**PROBLEM TO WORK ON:**
Lines that contain "opening": how many are there in the listing below? Answer with a number and nothing more.

**RECORDS SHOWN:**

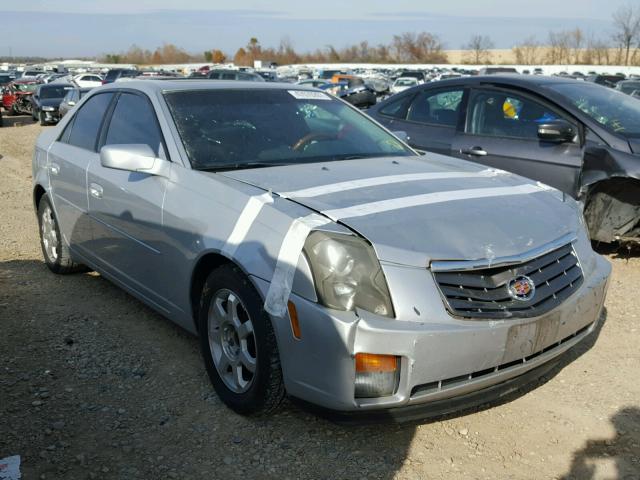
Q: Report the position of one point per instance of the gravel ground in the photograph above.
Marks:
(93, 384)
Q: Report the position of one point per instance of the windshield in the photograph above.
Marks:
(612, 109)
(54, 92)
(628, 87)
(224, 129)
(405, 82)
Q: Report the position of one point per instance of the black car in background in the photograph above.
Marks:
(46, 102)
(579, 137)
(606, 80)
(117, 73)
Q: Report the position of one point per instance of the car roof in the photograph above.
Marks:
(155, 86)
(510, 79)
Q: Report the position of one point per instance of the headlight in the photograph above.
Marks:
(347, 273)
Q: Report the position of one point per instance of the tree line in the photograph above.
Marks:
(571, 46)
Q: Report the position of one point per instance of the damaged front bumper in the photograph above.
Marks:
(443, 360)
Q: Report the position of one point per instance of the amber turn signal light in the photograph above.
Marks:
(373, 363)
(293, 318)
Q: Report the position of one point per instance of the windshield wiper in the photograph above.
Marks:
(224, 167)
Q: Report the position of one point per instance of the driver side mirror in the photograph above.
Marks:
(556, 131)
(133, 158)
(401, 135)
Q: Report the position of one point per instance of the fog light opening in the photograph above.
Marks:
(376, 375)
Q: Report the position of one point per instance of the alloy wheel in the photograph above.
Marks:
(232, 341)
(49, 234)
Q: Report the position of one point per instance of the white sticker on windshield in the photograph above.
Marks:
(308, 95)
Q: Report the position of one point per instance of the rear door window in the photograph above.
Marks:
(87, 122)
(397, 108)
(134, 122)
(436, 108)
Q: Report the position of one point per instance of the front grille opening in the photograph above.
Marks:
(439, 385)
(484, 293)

**RESULT BELOW:**
2